- _Document segment_
From: Johan Herland <johan@herland.net>
To: Junio C Hamano <gitster@pobox.com>
Cc: git@vger.kernel.org,
Linus Torvalds <torvalds@linux-foundation.org>,
Pierre Habouzit <madcoder@debian.org>
Subject: Re: Comment on weak refs
Date: Sun, 10 Jun 2007 03:25:32 +0200 [thread overview]
Message-ID: <200706100325.32846.johan@herland.net> (raw)
In-Reply-To: <7vk5ucd6of.fsf_-_@assigned-by-dhcp.cox.net>
On Sunday 10 June 2007, Junio C Hamano wrote:
> The patch series to look-up and maintain "softref" relationship
> is trivially clean. Although I probably would have many nits to
> pick, I do not think it is _wrong_ in a major way per-se. I
> would not even mind saying that I liked the basic concept, until
> I thought things a bit deeper.
>
> Here are some initial notes I took while reading your patches.
>
>
> Semantics
> ---------
>
> Not all "softref" relationship is equal. "This object is
> referred to by these tags" is one obvious application, and only
> because we already try to follow tags when git-fetch happens
> anyway, it looks natural to make everybody follow such a softref
> relationship.
>
> However, as Pierre Habouzit wants to, we may want to make a bug
> tracking sheet (the details of the implementation of such a bug
> tracking sheet does not matter in this discussion -- it could be
> a blob, a commit, or a tag) refer to commits using this
> mechanism, by pointing at the blob from commits after the fact
> (i.e. "later it was verified that this commit fixes the bug
> described in this bug entry").

- _Record set_

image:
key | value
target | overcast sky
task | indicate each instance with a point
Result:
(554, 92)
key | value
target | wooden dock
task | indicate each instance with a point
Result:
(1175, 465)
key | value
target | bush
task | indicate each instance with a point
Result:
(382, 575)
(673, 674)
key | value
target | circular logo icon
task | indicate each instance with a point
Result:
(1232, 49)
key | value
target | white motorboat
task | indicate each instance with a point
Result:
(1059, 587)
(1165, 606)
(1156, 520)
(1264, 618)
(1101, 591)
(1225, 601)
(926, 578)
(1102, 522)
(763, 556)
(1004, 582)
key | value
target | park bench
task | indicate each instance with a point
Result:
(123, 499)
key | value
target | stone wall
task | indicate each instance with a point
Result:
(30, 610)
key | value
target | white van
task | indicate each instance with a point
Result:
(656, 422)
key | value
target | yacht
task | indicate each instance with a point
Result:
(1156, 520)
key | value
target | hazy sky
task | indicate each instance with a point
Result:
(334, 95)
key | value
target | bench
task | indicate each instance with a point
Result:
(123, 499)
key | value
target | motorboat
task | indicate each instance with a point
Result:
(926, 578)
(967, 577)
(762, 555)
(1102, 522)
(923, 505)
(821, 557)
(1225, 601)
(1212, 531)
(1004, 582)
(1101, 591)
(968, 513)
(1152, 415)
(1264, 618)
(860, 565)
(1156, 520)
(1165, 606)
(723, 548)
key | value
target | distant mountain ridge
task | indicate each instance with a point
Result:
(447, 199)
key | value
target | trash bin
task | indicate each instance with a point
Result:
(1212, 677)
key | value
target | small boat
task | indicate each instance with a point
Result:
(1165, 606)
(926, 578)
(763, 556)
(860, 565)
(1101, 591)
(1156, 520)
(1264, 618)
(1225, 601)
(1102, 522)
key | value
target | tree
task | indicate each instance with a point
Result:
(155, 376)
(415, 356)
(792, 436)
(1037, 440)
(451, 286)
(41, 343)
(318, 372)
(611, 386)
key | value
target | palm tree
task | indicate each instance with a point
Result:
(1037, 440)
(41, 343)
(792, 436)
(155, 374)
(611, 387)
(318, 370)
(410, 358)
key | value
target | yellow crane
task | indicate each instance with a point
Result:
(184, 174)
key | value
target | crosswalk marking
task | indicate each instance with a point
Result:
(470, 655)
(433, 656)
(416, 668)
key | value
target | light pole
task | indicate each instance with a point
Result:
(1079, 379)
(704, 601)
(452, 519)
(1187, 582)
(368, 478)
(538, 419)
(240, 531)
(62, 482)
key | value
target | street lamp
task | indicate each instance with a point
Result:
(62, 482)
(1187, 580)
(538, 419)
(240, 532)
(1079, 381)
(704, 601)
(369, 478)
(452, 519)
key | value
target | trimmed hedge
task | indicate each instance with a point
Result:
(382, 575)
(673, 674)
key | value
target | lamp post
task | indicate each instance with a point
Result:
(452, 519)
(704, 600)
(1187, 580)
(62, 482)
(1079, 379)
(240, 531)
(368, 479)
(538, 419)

- _Direction 1_
In the weak refs email, what does Junio C Hamano call the patch series that looks up and maintains the "softref" relationship?
- _Direction 2_
Rewrite the paragraph of the weak refs email that begins "However, as Pierre Habouzit wants to" as a short bulleted list, keeping its main facts.

- _Correct response 1_
He calls it trivially clean.

- _Correct response 2_
- Pierre Habouzit wants to use the mechanism to make a bug tracking sheet refer to commits.
- The sheet's implementation is irrelevant to the discussion: it could be a blob, a commit, or a tag.
- Commits would point at the blob after the fact, e.g. once it was verified that a commit fixes the bug in that entry.